Using the entries below, transcribe exactly the line containing "If you could identify the tennis" and each line that follows it to the end.

********************

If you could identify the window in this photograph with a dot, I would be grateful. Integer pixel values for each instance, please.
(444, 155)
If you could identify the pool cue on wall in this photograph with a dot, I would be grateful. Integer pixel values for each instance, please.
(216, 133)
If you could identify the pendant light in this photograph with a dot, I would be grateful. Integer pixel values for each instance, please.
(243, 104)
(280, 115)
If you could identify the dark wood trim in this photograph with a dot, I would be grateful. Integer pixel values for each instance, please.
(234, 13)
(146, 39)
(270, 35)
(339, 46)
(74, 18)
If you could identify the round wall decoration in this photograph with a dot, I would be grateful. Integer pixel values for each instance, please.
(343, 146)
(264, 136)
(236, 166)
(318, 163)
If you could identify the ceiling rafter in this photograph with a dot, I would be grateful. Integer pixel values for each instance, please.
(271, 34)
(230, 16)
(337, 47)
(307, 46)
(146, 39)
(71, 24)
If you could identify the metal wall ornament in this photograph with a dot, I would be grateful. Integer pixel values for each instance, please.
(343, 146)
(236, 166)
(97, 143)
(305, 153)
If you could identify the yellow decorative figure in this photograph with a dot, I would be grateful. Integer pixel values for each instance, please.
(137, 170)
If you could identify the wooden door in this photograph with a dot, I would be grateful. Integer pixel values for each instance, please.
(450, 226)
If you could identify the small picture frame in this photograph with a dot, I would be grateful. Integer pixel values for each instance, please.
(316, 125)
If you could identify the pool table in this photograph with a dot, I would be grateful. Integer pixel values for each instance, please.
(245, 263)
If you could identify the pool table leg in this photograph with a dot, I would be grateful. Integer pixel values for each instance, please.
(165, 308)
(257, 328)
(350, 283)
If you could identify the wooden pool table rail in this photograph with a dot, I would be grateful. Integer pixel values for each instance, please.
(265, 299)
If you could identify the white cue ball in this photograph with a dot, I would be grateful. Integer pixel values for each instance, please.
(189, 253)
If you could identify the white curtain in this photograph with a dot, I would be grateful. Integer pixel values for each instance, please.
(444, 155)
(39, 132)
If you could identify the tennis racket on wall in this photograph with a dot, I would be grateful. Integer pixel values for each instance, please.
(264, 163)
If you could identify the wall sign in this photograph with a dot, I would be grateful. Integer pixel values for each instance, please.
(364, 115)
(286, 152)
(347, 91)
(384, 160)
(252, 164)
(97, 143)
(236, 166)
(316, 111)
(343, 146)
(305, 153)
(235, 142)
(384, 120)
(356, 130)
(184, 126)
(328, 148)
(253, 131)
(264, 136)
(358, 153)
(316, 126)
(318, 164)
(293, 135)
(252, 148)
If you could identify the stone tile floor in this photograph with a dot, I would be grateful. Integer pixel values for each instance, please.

********************

▶ **Reply**
If you could identify the tennis racket on wall in this photograph with a dot, I would be grateful. Integer pixel values for each instance, please.
(264, 163)
If you could identify the wall sign in this photograph with a dot, I would be grateful. Integer pixel values for each instance, please.
(364, 115)
(286, 152)
(347, 91)
(384, 160)
(252, 164)
(97, 143)
(236, 166)
(316, 111)
(343, 146)
(305, 153)
(235, 142)
(384, 120)
(356, 130)
(184, 126)
(328, 148)
(253, 131)
(264, 136)
(358, 153)
(316, 126)
(318, 164)
(293, 135)
(252, 148)
If you could identify the stone tile floor in this photograph with a dot, I would be grateful. Integer pixel values for each instance, please.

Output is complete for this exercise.